** Material for this exercise follows **
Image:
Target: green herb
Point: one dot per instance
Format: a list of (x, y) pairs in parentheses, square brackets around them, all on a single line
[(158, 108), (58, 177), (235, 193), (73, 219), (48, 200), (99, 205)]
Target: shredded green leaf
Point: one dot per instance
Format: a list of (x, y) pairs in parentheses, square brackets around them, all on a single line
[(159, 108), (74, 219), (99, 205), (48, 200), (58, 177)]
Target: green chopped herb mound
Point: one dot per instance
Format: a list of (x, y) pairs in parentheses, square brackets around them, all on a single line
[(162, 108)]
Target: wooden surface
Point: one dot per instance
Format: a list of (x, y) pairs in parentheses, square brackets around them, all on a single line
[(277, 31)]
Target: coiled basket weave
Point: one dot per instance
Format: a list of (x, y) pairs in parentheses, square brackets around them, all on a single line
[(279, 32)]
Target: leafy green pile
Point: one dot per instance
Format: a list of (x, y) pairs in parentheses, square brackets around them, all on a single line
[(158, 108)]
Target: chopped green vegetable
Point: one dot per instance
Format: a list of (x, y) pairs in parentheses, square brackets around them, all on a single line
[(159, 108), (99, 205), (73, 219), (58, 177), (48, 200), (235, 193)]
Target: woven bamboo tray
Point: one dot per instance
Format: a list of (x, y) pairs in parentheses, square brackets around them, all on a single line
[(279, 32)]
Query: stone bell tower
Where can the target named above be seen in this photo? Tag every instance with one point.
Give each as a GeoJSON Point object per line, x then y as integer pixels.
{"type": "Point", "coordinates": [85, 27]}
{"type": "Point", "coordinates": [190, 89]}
** End of Material for this exercise **
_Exercise objective:_ Please transcribe the full listing exactly, down to the last line.

_Answer space:_
Image:
Target: green herb
Point: one dot per instance
Format: a list of (x, y) pairs in parentheses, square brackets around them, all on a single line
[(158, 108), (58, 177), (235, 193), (73, 219), (48, 200), (99, 205)]
Target: shredded green leaf
Point: one dot per instance
Format: a list of (x, y) pairs in parentheses, square brackets around them, all on a single line
[(159, 108), (74, 219), (99, 205), (48, 200), (58, 177)]
Target: green chopped herb mound
Point: one dot per instance
Format: a list of (x, y) pairs in parentheses, square brackets around them, all on a single line
[(162, 108)]
Target: wooden surface
Point: one dot per instance
Format: a list of (x, y) pairs in parentheses, square brackets around them, all on a single line
[(277, 31)]
Target: coiled basket weave
Point: one dot per instance
Format: a list of (x, y) pairs in parentheses, square brackets around them, all on a single line
[(279, 32)]
Target: leafy green pile
Point: one dot per instance
Format: a list of (x, y) pairs in parentheses, square brackets around them, all on a single line
[(158, 108)]
Target: chopped green vegetable
Point: one dot per instance
Format: a list of (x, y) pairs in parentheses, square brackets around them, all on a single line
[(159, 108), (99, 205), (73, 219), (58, 177), (48, 200), (235, 193)]
Target: woven bamboo tray
Point: one dot per instance
Format: a list of (x, y) pairs in parentheses, square brackets around them, all on a single line
[(279, 32)]
Query: stone bell tower
Where can the target named above be seen in this photo? Tag every instance with one point.
Give each as a GeoJSON Point object per line, x then y as integer pixels.
{"type": "Point", "coordinates": [85, 27]}
{"type": "Point", "coordinates": [190, 89]}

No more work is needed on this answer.